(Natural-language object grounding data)
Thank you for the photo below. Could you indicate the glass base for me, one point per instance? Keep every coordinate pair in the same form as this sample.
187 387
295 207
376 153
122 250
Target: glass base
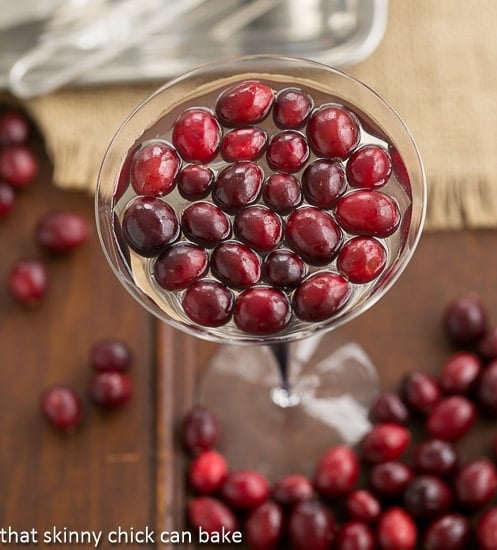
264 427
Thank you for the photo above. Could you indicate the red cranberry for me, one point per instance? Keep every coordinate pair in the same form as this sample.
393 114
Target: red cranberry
451 418
314 235
243 144
362 259
205 224
197 135
154 169
207 472
321 296
311 525
323 181
287 151
245 489
258 227
236 265
475 483
245 103
385 442
281 192
262 311
448 532
337 472
28 281
333 132
238 185
180 265
200 429
370 213
61 407
369 167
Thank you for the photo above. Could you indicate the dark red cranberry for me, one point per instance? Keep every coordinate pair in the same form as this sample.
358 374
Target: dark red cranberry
370 213
154 169
281 192
385 442
149 225
475 483
311 525
451 418
362 259
61 407
337 472
245 103
238 185
236 265
262 310
243 144
313 234
28 281
245 489
333 132
110 389
61 232
465 319
200 429
448 532
197 135
323 181
205 224
369 167
258 227
207 472
180 265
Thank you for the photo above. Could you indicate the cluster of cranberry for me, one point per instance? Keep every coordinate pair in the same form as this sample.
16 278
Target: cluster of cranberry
430 499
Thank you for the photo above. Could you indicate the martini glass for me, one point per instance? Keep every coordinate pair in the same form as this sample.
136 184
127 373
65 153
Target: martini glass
292 387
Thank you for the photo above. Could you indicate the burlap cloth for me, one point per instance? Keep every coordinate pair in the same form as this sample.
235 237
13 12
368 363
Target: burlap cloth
437 65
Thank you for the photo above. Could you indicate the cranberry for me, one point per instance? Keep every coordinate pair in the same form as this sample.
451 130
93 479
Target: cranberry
451 418
262 311
205 224
238 185
337 472
287 151
28 281
475 483
236 265
362 259
323 181
149 225
385 442
197 135
321 296
154 169
465 319
314 235
263 529
369 167
311 525
370 213
243 144
245 103
207 472
245 489
281 192
200 429
18 165
258 227
180 265
333 132
448 532
110 389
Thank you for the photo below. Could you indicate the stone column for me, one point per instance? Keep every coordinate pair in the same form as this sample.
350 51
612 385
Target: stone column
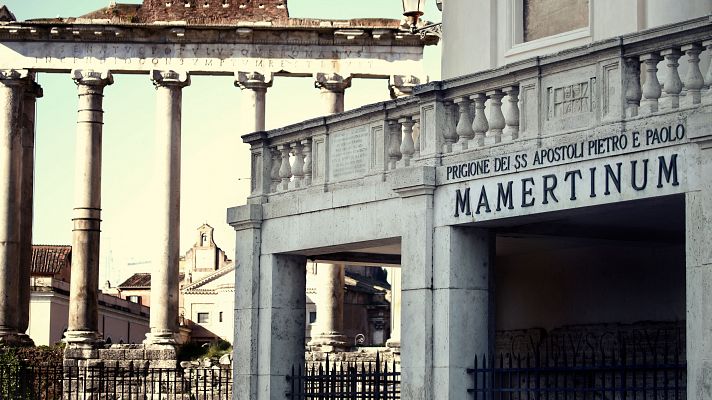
164 278
83 327
11 91
395 281
698 260
463 316
255 85
269 311
332 88
33 91
416 186
329 308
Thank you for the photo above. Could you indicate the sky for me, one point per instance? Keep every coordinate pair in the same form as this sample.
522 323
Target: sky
215 162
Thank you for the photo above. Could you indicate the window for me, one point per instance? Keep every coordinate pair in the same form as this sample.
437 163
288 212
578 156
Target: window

◆ **TASK PROMPT**:
Search the records above for the word "indicate" and give the number of lines where it occurs, nothing else.

◆ **COMPLETED EXERCISE**:
10